• WHAT THE TASK ASKS
Rewrite every line in the stretch from the line containing "the green vegetation" through the end of the items, adding 89 to each coordinate in the answers and leaving all other lines unchanged.

• INPUT DATA
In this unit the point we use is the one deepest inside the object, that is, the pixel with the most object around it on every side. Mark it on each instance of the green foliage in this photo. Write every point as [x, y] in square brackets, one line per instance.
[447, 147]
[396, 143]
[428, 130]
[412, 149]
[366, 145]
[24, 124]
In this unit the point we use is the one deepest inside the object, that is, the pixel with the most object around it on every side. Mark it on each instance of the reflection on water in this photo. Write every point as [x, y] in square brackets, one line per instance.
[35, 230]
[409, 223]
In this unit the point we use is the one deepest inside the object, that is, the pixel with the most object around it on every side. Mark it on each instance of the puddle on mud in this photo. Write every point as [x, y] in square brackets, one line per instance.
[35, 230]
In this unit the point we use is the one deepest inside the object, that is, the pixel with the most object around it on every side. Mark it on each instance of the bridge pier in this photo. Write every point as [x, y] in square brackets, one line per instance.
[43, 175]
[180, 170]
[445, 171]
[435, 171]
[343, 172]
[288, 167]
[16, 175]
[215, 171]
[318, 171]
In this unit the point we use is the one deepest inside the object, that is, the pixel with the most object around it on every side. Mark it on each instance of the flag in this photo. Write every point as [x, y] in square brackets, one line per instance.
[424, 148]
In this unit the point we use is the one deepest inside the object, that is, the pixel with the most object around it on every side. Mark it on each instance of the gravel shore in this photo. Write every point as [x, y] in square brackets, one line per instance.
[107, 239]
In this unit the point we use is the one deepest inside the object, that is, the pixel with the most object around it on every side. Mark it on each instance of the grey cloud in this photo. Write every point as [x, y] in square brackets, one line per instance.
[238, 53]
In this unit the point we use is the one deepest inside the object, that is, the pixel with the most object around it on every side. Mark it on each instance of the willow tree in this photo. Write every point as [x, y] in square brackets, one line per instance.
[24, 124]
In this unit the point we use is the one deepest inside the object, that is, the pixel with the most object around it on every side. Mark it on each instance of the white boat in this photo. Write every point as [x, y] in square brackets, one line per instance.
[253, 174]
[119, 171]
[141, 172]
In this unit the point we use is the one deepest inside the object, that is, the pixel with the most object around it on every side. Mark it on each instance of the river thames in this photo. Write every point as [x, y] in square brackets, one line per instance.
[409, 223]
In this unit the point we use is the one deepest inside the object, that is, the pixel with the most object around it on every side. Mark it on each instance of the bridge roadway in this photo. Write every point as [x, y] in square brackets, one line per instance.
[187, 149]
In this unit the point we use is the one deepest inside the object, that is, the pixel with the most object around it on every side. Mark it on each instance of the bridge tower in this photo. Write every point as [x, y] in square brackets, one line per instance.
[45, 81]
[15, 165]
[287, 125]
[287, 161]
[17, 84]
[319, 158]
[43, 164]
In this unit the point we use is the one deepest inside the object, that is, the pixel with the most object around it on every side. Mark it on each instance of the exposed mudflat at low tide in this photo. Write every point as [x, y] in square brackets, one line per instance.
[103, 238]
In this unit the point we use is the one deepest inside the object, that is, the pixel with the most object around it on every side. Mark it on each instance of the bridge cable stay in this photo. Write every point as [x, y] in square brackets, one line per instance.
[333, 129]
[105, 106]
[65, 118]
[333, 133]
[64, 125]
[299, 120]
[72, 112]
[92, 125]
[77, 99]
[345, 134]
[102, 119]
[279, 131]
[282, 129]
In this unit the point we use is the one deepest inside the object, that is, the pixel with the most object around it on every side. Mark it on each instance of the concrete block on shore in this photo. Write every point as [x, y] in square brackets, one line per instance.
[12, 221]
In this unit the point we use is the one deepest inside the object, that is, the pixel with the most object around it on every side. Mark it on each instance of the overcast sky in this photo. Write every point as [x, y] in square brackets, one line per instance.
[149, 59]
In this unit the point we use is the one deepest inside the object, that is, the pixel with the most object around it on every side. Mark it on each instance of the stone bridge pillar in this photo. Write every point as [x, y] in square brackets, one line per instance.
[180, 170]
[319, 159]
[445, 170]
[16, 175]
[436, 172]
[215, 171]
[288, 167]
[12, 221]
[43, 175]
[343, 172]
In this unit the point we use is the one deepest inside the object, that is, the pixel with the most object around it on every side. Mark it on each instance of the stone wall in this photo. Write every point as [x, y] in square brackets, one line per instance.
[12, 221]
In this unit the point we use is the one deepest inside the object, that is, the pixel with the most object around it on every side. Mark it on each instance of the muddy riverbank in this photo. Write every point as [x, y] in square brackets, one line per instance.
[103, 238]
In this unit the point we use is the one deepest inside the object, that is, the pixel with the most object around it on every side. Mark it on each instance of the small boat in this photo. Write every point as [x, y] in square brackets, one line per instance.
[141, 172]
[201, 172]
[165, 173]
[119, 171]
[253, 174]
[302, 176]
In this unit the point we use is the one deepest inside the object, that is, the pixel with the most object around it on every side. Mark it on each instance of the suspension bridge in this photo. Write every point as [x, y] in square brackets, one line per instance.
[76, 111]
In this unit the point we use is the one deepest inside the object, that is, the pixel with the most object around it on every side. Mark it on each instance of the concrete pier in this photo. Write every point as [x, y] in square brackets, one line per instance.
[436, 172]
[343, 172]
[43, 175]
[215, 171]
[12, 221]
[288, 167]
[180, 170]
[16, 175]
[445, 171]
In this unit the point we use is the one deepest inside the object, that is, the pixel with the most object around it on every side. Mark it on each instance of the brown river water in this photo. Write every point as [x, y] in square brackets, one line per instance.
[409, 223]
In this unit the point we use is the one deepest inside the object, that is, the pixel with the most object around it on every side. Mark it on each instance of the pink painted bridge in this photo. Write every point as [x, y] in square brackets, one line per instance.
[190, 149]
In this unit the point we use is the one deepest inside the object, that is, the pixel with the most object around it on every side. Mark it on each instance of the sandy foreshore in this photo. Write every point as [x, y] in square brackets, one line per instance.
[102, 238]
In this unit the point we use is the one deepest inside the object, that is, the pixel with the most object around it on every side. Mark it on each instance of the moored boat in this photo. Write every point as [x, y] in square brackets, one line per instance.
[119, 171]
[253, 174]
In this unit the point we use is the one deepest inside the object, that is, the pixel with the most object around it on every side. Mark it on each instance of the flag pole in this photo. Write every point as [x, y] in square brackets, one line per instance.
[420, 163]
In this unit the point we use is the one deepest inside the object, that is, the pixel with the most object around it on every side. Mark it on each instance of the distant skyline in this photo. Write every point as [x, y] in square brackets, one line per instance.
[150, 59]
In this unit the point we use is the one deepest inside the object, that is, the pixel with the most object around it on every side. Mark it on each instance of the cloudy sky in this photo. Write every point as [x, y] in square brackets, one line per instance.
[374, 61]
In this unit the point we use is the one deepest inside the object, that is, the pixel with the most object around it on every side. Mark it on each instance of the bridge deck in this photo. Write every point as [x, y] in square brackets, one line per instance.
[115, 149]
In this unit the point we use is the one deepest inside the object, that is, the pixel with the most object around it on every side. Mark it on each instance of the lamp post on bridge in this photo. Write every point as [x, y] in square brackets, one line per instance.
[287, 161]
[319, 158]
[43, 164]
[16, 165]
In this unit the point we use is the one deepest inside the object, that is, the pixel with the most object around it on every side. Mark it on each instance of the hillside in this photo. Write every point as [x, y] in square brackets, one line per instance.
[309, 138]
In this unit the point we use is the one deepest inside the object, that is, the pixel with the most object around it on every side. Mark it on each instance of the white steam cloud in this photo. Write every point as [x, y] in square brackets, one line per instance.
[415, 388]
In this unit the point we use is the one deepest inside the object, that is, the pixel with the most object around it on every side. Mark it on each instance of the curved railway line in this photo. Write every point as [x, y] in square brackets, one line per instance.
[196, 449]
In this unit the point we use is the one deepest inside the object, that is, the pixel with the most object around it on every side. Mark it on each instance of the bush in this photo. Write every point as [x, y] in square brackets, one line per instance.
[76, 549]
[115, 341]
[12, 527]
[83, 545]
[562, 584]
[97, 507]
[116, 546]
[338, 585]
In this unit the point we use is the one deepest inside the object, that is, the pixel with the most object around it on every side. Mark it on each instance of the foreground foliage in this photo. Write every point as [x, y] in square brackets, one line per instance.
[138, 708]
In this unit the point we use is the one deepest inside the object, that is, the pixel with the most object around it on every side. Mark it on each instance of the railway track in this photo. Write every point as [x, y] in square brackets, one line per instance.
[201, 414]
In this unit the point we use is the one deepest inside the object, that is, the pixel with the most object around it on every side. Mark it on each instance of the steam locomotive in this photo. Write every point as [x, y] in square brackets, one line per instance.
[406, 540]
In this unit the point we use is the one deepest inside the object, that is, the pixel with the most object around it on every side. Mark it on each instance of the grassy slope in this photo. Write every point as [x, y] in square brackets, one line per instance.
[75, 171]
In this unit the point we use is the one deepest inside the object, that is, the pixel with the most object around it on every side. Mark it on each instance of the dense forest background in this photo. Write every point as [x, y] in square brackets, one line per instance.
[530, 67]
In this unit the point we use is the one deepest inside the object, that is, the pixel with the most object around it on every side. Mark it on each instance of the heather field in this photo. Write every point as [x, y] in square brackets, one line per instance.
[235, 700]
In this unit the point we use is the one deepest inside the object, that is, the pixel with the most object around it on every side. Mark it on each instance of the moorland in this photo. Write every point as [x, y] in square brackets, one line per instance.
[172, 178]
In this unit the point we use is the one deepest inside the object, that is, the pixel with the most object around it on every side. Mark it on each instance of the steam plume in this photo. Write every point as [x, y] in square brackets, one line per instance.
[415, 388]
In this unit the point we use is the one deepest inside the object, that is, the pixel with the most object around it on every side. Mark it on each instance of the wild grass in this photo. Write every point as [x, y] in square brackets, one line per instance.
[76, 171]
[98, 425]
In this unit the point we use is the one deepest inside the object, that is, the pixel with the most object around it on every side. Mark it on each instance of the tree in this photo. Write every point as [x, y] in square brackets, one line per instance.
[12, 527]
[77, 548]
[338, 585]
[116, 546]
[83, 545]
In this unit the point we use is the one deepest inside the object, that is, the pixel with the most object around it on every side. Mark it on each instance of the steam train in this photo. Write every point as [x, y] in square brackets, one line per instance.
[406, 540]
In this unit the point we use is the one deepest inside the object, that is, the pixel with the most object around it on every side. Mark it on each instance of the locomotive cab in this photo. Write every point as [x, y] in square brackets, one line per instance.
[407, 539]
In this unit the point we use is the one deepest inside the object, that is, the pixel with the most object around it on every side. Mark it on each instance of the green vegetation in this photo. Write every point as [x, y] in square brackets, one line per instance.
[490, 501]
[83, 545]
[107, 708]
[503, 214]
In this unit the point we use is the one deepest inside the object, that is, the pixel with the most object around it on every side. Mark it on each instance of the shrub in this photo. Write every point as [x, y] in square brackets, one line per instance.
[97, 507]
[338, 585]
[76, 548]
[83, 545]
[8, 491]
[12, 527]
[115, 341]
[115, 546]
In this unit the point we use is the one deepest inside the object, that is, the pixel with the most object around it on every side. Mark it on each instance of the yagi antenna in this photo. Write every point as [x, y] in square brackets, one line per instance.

• EXERCISE RESPONSE
In this unit the point we use is the one deepest inside the object, that is, the pixel with the most object around it on every side. Mark it on each instance of the green vegetation in this photo. Write every point as [x, y] in square brackets, one line per instance.
[579, 590]
[172, 634]
[196, 797]
[592, 303]
In this unit the point we use is the one deepest inside the object, that is, the pixel with the most object around it on every side. Mark it on each instance of the shrub in this photo. Write every point as [x, y] in square brackets, one line per instance.
[186, 596]
[427, 674]
[165, 637]
[172, 634]
[97, 580]
[101, 616]
[204, 430]
[204, 635]
In this unit the point we use is the one deepest inside the object, that is, the pixel with the most object around it on every side. Mark it on each instance of the yagi antenna in this photo. Write every point as [x, y] in square brackets, one line per instance.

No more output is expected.